SEITE:
War vor über eineinhalb Jahren, beim Erscheinen von "Episode 1", noch Skepsis angesagt, ob das Serienformat für Computerspiele ein sinnvolles Vertriebsmodell darstellen kann, räumt Valve mit den beiden Neuzugängen in der "Orange Box" nun alle Zweifel aus dem Weg. Die ungewöhnliche Entwicklungsmethode erlaubt die kontinuierliche Aufwertung und Ausreizung der technischen und spielerischen Elemente der soliden Basis, die in "Half-Life 2" gelegt wurde, der Entwickler kann experimentieren und Spielerfeedback direkter und schneller einfließen lassen.
Durch die Hinzunahme des Multiplayer-Shooters "Team Fortress" im schrägen, kinderzimmertauglichen Comic-Look sollten Online-Teamspieler monatelang versorgt sein, doch vor allem für Einzelspieler lohnt sich der Kauf. Obwohl "Episode 2" als auch "Portal" auch Gelegenheitsspieler wohl kaum länger als ein Wochenende beschäftigen werden, werden in den insgesamt zehn Stunden Spielzeit beider Titel alle Register gezogen - sowohl "Episode 2" als auch "Portal" stellen kleine, aber willkommene Meilensteine in der Kunst des digitalen Erzählens dar.

ANGEZEIGTE DATEN:
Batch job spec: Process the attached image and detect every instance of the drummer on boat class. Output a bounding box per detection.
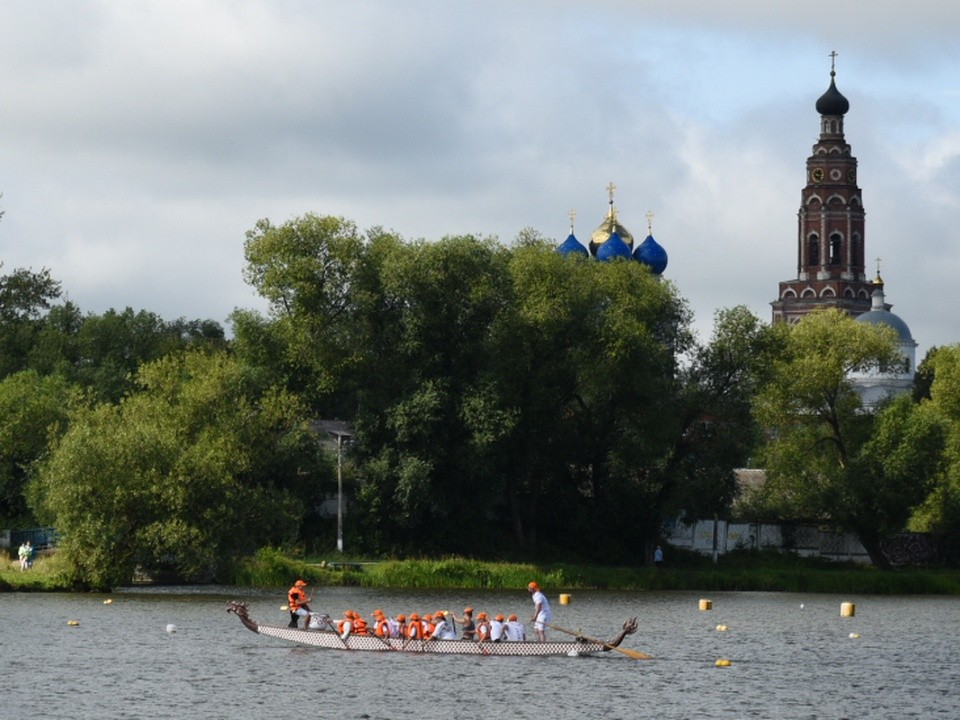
[287,580,312,630]
[527,581,553,642]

AUFGABEN:
(1) Welche Titel stehen im Text über die Orange Box in Anführungszeichen? Nenne jeden nur einmal.
(2) Wie könnte der Text über die Orange Box nach seinem letzten Satz weitergehen? Setze ihn fort.
Die Daten sind eigenständiges Material und gehören nicht zum Text über die Orange Box.

ANTWORTEN:
(1) "Episode 1", "Orange Box", "Half-Life 2", "Team Fortress", "Episode 2", "Portal"

(2)
"Episode 2" schließt nahtlos an die Handlung des Vorgängers an. Wieder ist die vom Computer gesteuerte resolute Alyx die wichtige Begleitung des Spielers, und wieder demonstriert Valve, dass gut geschriebene Dialoge, sympathische Charakterzeichnung und intelligentes Scripting den Spieler auch emotional packen und mehr zur Atmosphäre und zur Immersion beitragen als Fotorealismus und spektakuläre Zwischensequenzen. Dabei bleibt "Episode 2" zwar linear, überrascht den Spieler aber fast ohne Unterbrechung mit gescripteten Wendungen, witzigen Details und abwechslungsreichen Aufgaben, die sich wohltuend vom eintönigen Hindernisparcours plus Schießen der meisten anderen Titel abheben.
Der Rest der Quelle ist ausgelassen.